Supplied passage:
>>>

[<prev] [next>] [<thread-prev] [thread-next>] [day] [month] [year] [list]
Message-Id: <20240801082721.62935-1-takakura@valinux.co.jp>
Date: Thu, 1 Aug 2024 17:27:21 +0900
From: takakura@...inux.co.jp
To: pmladek@...e.com,
john.ogness@...utronix.de
Cc: akpm@...ux-foundation.org,
bhe@...hat.com,
feng.tang@...el.com,
j.granados@...sung.com,
linux-kernel@...r.kernel.org,
lukas@...ner.de,
nishimura@...inux.co.jp,
rostedt@...dmis.org,
senozhatsky@...omium.org,
stephen.s.brennan@...cle.com,
taka@...inux.co.jp,
takakura@...inux.co.jp,
ubizjak@...il.com,
wangkefeng.wang@...wei.com
Subject: Re: [PATCH] printk: CPU backtrace not printing on panic
Hi Petr and John,
On 2024-07-30, Petr Mladek <pmladek@...e.com> wrote:
>On Fri 2024-07-26 16:02:45, John Ogness wrote:
>> On 2024-07-26, Petr Mladek <pmladek@...e.com> wrote:
>> > I would do it the other way and enable printing from other CPUs only
>> > when triggring the backtrace. We could do it because
>> > trigger_all_cpu_backtrace() waits until all backtraces are
>> > printed.
>> >
>> > Something like:
>> >
>> > diff --git a/include/linux/panic.h b/include/linux/panic.h
>> > index 3130e0b5116b..980bacbdfcfc 100644
>> > --- a/include/linux/panic.h
>> > +++ b/include/linux/panic.h
>> > @@ -16,6 +16,7 @@ extern void oops_enter(void);
>> > extern void oops_exit(void);
>> > extern bool oops_may_print(void);
>> >
>> > +extern int panic_triggering_all_cpu_backtrace;
>> > extern int panic_timeout;
>> > extern unsigned long panic_print;
>> > extern int panic_on_oops;
>> > diff --git a/kernel/panic.c b/kernel/panic.c
>> > index f861bedc1925..7e9e97d59b1e 100644
>> > --- a/kernel/panic.c
>> > +++ b/kernel/panic.c
>> > @@ -64,6 +64,8 @@ unsigned long panic_on_taint;
>> > bool panic_on_taint_nousertaint = false;
>> > static unsigned int warn_limit __read_mostly;
>> >
>> > +int panic_triggering_all_cpu_backtrace;
>> > +
>> > int panic_timeout = CONFIG_PANIC_TIMEOUT;
>> > EXPORT_SYMBOL_GPL(panic_timeout);
>> >
>> > @@ -253,8 +255,12 @@ void check_panic_on_warn(const char *origin)

<<<

Directions:
**a)** Answer these from the printk patch thread:
(i) On what date did Petr Mladek write the message quoted at the top?
(ii) Which function, according to Petr, waits until all backtraces are printed?
(iii) In which file does the diff add the line "extern int panic_triggering_all_cpu_backtrace;"?
**b)** Render this sentence from the printk patch thread in Spanish: "We could do it because trigger_all_cpu_backtrace() waits until all backtraces are printed."
**c)** Carry on the printk patch thread from its final line.
The lines that come after this are not needed.

Dataset entries:
>>>

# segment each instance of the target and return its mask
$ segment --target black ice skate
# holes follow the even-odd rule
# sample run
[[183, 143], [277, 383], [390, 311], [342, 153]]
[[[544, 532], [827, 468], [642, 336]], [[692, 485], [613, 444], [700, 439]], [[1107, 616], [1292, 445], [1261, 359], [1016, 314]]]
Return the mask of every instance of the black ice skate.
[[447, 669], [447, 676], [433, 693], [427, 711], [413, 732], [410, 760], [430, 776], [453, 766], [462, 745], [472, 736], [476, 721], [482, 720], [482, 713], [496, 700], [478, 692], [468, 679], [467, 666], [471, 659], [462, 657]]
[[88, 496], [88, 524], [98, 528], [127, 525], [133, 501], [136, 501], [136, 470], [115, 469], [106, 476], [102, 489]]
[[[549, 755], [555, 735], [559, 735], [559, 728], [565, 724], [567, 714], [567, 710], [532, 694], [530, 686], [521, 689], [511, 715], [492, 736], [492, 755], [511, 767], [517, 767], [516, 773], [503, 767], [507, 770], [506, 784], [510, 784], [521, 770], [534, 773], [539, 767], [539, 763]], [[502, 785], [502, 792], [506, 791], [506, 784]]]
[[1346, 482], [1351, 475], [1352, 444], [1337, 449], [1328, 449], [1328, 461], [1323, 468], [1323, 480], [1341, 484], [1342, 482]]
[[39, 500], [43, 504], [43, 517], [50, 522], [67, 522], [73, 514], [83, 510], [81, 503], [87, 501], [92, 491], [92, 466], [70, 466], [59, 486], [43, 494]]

<<<

Answers for this exercise:
**a)**
(i) 2024-07-30
(ii) trigger_all_cpu_backtrace()
(iii) include/linux/panic.h

**b)** Podríamos hacerlo porque trigger_all_cpu_backtrace() espera hasta que se hayan impreso todas las trazas de pila.

**c)**
>> > */
>> > static void panic_other_cpus_shutdown(bool crash_kexec)
>> > {
>> > - if (panic_print & PANIC_PRINT_ALL_CPU_BT)
>> > + if (panic_print & PANIC_PRINT_ALL_CPU_BT) {
>> > + /* Temporary allow printing messages on non-panic CPUs. */
>> > + panic_triggering_all_cpu_backtrace = true;
>> > trigger_all_cpu_backtrace();
>> > + panic_triggering_all_cpu_backtrace = false;
>>
>> Note, here we should also add
>>
>> nbcon_atomic_flush_pending();
>>
>> Your suggestion allows the other CPUs to dump their backtrace into the
>> ringbuffer, but they are still forbidden from acquiring the nbcon
>> console contexts for printing. That is a necessary requirement of
>> nbcon_waiter_matches().
>
>Great catch!
>
>I would prefer to solve this in a separate patch. This problem existed
>even before the commit 779dbc2e78d7 ("printk: Avoid non-panic CPUs writing
>to ringbuffer"). In fact, the problem existed very long time even for
>the legacy consoles.
>
Good point! I guess the problem existed since the commit 51a1d258e50e
("printk: Keep non-panic-CPUs out of console lock") as it forbade the
acquisition of console lock for non-panic cpus?
>It is pity that we need to handle both consoles separately. IMHO,
>we could get the same job done by calling
>
> console_flush_on_panic(CONSOLE_FLUSH_PENDING);
>
>It flushes both nbcon and legacy consoles.
>
>> Or since the cpu_sync is held while printing the backtrace, we could
>> allow the non-panic CPUs to print by modifying the check in
>> nbcon_context_try_acquire_direct():
>>
>> ----- BEGIN -----
>> diff --git a/kernel/printk/nbcon.c b/kernel/printk/nbcon.c
>> index ef6e76db0f5a..cd8724840edc 100644
>> --- a/kernel/printk/nbcon.c
>> +++ b/kernel/printk/nbcon.c
>> @@ -241,7 +241,7 @@ static int nbcon_context_try_acquire_direct(struct nbcon_context *ctxt,
>> struct nbcon_state new;
>>
>> do {
>> - if (other_cpu_in_panic())
>> + if (other_cpu_in_panic() && !__printk_cpu_sync_owner())
>
>Interesting idea. I am not completely against it.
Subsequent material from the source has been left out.